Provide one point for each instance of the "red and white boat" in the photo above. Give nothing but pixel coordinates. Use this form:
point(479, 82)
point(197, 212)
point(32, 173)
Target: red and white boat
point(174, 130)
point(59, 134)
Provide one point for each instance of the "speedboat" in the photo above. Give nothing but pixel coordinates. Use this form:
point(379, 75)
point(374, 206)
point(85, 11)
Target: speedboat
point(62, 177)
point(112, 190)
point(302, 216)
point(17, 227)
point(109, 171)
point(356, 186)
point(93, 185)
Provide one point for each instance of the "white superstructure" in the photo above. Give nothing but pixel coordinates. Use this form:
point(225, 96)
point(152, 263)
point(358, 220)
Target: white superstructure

▸ Written instruction
Convert every line of the listing above into a Markdown table with two columns, Index and Entry, where Index numbers the rows and Entry holds the line, omitting blank lines.

▸ Result below
| Index | Entry |
|---|---|
| 1 | Provide one point for each instance of the "red and white boat" in the photo above. Give nothing but pixel coordinates. Use this form: |
| 2 | point(479, 82) |
| 3 | point(197, 212) |
| 4 | point(32, 173) |
| 5 | Target: red and white boat |
| 6 | point(174, 130) |
| 7 | point(59, 134) |
| 8 | Provide one point for each instance of the "speedboat" in the photo above. Give nothing but pixel coordinates. Use this form: |
| 9 | point(379, 75) |
| 10 | point(374, 206) |
| 11 | point(85, 11) |
| 12 | Target: speedboat |
| 13 | point(62, 177) |
| 14 | point(112, 190) |
| 15 | point(302, 216) |
| 16 | point(17, 227) |
| 17 | point(109, 171) |
| 18 | point(356, 186) |
| 19 | point(93, 185) |
| 20 | Provide one point for each instance of the "white superstructure" in the photo above. Give nothing but pixel coordinates. Use this form: |
| 21 | point(225, 96) |
| 22 | point(152, 263) |
| 23 | point(358, 220) |
| 24 | Target: white superstructure |